:: Stored data ::

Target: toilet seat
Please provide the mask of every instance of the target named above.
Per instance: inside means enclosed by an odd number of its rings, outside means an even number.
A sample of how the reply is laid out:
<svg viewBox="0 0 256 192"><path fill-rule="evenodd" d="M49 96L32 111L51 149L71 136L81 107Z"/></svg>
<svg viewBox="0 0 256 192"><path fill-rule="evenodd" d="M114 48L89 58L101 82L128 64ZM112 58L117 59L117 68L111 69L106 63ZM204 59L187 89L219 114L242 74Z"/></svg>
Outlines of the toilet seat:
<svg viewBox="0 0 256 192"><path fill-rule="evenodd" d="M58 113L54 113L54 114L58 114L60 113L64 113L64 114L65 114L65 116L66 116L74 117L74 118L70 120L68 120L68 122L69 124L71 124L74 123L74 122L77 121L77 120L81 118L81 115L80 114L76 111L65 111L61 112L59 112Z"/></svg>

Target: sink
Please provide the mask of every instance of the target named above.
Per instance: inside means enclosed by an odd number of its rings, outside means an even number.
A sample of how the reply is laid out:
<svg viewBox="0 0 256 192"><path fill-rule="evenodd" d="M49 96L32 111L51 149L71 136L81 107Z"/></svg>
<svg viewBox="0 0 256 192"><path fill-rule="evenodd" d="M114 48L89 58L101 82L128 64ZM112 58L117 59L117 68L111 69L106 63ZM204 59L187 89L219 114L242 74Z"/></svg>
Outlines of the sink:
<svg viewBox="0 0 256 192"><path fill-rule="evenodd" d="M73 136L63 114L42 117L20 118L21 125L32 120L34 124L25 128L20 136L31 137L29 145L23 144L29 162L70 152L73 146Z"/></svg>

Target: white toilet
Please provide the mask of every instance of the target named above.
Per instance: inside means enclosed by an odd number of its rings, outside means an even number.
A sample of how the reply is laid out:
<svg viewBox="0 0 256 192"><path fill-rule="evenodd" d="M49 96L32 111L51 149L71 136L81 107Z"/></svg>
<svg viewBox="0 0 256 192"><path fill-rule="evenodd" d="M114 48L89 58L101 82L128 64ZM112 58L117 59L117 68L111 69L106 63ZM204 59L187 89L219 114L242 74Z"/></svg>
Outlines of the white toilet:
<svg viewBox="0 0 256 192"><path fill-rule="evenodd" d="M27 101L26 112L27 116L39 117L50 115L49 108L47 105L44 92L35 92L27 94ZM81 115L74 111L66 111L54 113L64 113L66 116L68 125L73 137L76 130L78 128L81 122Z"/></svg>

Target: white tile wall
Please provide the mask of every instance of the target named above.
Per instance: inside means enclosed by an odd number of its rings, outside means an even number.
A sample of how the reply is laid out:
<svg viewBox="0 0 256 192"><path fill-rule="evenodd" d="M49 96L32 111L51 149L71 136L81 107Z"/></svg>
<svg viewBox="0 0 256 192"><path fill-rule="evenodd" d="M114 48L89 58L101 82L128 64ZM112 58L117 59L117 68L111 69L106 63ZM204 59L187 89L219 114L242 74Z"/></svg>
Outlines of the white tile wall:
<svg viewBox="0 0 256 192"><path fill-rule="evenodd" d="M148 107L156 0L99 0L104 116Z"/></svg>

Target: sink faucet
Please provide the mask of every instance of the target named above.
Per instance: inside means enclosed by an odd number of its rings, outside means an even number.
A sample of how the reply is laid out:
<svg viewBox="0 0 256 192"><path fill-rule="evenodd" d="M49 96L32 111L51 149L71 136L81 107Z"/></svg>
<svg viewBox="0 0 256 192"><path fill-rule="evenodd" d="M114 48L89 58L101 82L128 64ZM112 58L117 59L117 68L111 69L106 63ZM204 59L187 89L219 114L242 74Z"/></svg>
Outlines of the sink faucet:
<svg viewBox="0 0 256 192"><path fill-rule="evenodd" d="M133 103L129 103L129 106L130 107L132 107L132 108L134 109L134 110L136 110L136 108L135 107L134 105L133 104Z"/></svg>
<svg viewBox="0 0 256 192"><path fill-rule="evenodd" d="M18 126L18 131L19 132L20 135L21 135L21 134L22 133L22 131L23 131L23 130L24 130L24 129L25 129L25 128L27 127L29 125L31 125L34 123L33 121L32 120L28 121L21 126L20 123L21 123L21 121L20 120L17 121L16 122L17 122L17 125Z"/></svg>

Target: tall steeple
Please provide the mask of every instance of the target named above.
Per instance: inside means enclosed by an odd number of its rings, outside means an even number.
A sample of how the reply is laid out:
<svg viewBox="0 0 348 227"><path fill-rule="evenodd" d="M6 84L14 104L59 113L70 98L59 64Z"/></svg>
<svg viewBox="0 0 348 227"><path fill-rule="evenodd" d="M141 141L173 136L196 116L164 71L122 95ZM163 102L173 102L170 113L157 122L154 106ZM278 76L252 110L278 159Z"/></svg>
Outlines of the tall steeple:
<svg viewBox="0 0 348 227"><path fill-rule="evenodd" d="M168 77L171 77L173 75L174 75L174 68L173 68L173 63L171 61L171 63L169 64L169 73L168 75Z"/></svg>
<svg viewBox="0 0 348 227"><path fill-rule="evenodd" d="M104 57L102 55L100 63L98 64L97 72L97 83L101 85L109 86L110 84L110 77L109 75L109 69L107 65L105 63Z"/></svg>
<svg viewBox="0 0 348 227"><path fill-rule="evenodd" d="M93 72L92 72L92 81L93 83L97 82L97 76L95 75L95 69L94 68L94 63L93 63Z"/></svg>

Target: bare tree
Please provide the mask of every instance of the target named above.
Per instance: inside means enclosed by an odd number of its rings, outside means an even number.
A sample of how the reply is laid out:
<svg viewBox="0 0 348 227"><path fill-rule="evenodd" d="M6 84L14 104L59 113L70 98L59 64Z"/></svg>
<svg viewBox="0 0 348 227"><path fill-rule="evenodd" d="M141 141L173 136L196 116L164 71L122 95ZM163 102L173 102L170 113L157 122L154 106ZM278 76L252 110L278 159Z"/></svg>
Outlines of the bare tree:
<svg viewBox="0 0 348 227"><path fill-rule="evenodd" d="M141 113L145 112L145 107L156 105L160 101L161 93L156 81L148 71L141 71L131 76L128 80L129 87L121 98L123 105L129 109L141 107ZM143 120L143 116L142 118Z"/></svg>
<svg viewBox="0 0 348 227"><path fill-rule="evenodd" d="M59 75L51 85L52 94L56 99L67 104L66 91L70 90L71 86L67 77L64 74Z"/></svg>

:::

Work to be completed: Reproduce every row above character for character, changing nothing.

Solution to this problem:
Target: toilet seat
Please provide the mask of every instance of the target named above.
Per instance: inside means enclosed by an odd number of its rings, outside means an even number.
A sample of how the reply is laid out:
<svg viewBox="0 0 256 192"><path fill-rule="evenodd" d="M49 96L32 111L51 149L71 136L81 107Z"/></svg>
<svg viewBox="0 0 256 192"><path fill-rule="evenodd" d="M114 48L89 58L101 82L128 64ZM112 58L117 59L117 68L111 69L106 63ZM204 59L187 89L219 114L242 74Z"/></svg>
Outlines of the toilet seat:
<svg viewBox="0 0 256 192"><path fill-rule="evenodd" d="M58 113L54 113L54 114L58 114L60 113L64 113L64 114L65 114L65 116L66 116L74 117L74 118L70 120L68 120L68 122L69 124L71 124L74 123L74 122L77 121L77 120L81 118L81 115L80 114L76 111L65 111L61 112L59 112Z"/></svg>

Target: sink
Please provide the mask of every instance of the target named above.
Per instance: inside means enclosed by an odd number of its rings, outside means an even number.
A sample of how the reply is laid out:
<svg viewBox="0 0 256 192"><path fill-rule="evenodd" d="M49 96L32 111L51 149L71 136L81 107Z"/></svg>
<svg viewBox="0 0 256 192"><path fill-rule="evenodd" d="M114 48L89 58L101 82L128 64ZM112 58L117 59L117 68L111 69L106 63ZM204 59L187 89L219 114L242 74Z"/></svg>
Outlines of the sink:
<svg viewBox="0 0 256 192"><path fill-rule="evenodd" d="M73 136L63 114L42 117L20 118L21 125L32 120L34 124L25 128L20 136L31 137L29 145L23 144L29 162L70 152L73 146Z"/></svg>

Target: white toilet
Please provide the mask of every instance of the target named above.
Per instance: inside means enclosed by an odd number of its rings, outside means an even number.
A sample of how the reply is laid out:
<svg viewBox="0 0 256 192"><path fill-rule="evenodd" d="M49 96L32 111L51 149L71 136L81 107Z"/></svg>
<svg viewBox="0 0 256 192"><path fill-rule="evenodd" d="M114 48L89 58L101 82L128 64ZM112 58L117 59L117 68L111 69L106 63ZM204 59L187 89L219 114L242 74Z"/></svg>
Outlines of the white toilet:
<svg viewBox="0 0 256 192"><path fill-rule="evenodd" d="M27 101L26 112L27 116L39 117L50 115L49 108L47 105L44 92L35 92L27 94ZM81 115L74 111L66 111L54 113L64 113L66 116L68 125L73 137L76 130L78 128L81 122Z"/></svg>

Target: white tile wall
Please provide the mask of every instance of the target named above.
Per instance: inside means enclosed by an odd number of its rings, outside means an even number.
A sample of how the reply is laid out:
<svg viewBox="0 0 256 192"><path fill-rule="evenodd" d="M49 96L32 111L51 149L71 136L81 107Z"/></svg>
<svg viewBox="0 0 256 192"><path fill-rule="evenodd" d="M114 48L89 58L101 82L128 64ZM112 58L117 59L117 68L111 69L106 63ZM204 59L187 89L219 114L242 74Z"/></svg>
Outlines of the white tile wall:
<svg viewBox="0 0 256 192"><path fill-rule="evenodd" d="M148 107L156 0L99 0L104 116Z"/></svg>

Target: sink faucet
Please provide the mask of every instance of the target named above.
Per instance: inside means enclosed by an odd number of its rings, outside means an even number.
A sample of how the reply is laid out:
<svg viewBox="0 0 256 192"><path fill-rule="evenodd" d="M49 96L32 111L51 149L71 136L81 107Z"/></svg>
<svg viewBox="0 0 256 192"><path fill-rule="evenodd" d="M114 48L89 58L101 82L128 64ZM112 58L117 59L117 68L111 69L106 63ZM204 59L187 89L219 114L242 74Z"/></svg>
Outlines of the sink faucet:
<svg viewBox="0 0 256 192"><path fill-rule="evenodd" d="M133 103L129 103L129 106L130 107L132 107L132 108L134 109L134 110L136 110L136 108L135 107L134 105L133 104Z"/></svg>
<svg viewBox="0 0 256 192"><path fill-rule="evenodd" d="M18 126L18 131L19 132L20 135L21 135L21 134L22 133L22 131L23 131L23 130L24 130L24 129L25 129L25 128L27 127L29 125L31 125L34 123L33 121L32 120L28 121L21 126L20 123L21 123L21 121L20 120L17 121L16 122L17 122L17 125Z"/></svg>

Target: tall steeple
Please provide the mask of every instance of the target named above.
Per instance: inside means enclosed by an odd number of its rings, outside means an even number.
A sample of how the reply is laid out:
<svg viewBox="0 0 348 227"><path fill-rule="evenodd" d="M6 84L14 104L59 113L70 98L59 64Z"/></svg>
<svg viewBox="0 0 348 227"><path fill-rule="evenodd" d="M141 141L173 136L196 116L164 71L122 95ZM163 102L173 102L170 113L157 122L154 106ZM278 76L252 110L278 159Z"/></svg>
Outlines of the tall steeple:
<svg viewBox="0 0 348 227"><path fill-rule="evenodd" d="M168 77L171 77L173 75L174 75L174 68L173 68L173 63L171 61L171 63L169 64L169 73L168 75Z"/></svg>
<svg viewBox="0 0 348 227"><path fill-rule="evenodd" d="M104 57L102 55L100 63L98 64L97 72L97 83L101 85L109 86L110 84L110 77L109 75L109 69L107 65L105 63Z"/></svg>
<svg viewBox="0 0 348 227"><path fill-rule="evenodd" d="M93 72L92 72L92 81L93 83L97 82L97 76L95 75L95 69L94 68L94 63L93 63Z"/></svg>

Target: bare tree
Please provide the mask of every instance of the target named above.
Per instance: inside means enclosed by an odd number of its rings, outside means an even number.
A sample of how the reply is laid out:
<svg viewBox="0 0 348 227"><path fill-rule="evenodd" d="M6 84L14 104L59 113L70 98L59 64Z"/></svg>
<svg viewBox="0 0 348 227"><path fill-rule="evenodd" d="M141 141L173 136L196 116L164 71L122 95ZM163 102L173 102L170 113L157 122L154 106ZM278 76L252 110L278 159Z"/></svg>
Outlines of the bare tree:
<svg viewBox="0 0 348 227"><path fill-rule="evenodd" d="M141 113L145 112L145 107L156 105L160 101L161 93L156 81L148 71L141 71L131 76L128 80L129 87L121 98L123 105L129 109L141 107ZM143 120L143 116L142 118Z"/></svg>
<svg viewBox="0 0 348 227"><path fill-rule="evenodd" d="M59 75L51 85L52 94L56 99L67 104L66 91L70 90L71 86L67 77L64 74Z"/></svg>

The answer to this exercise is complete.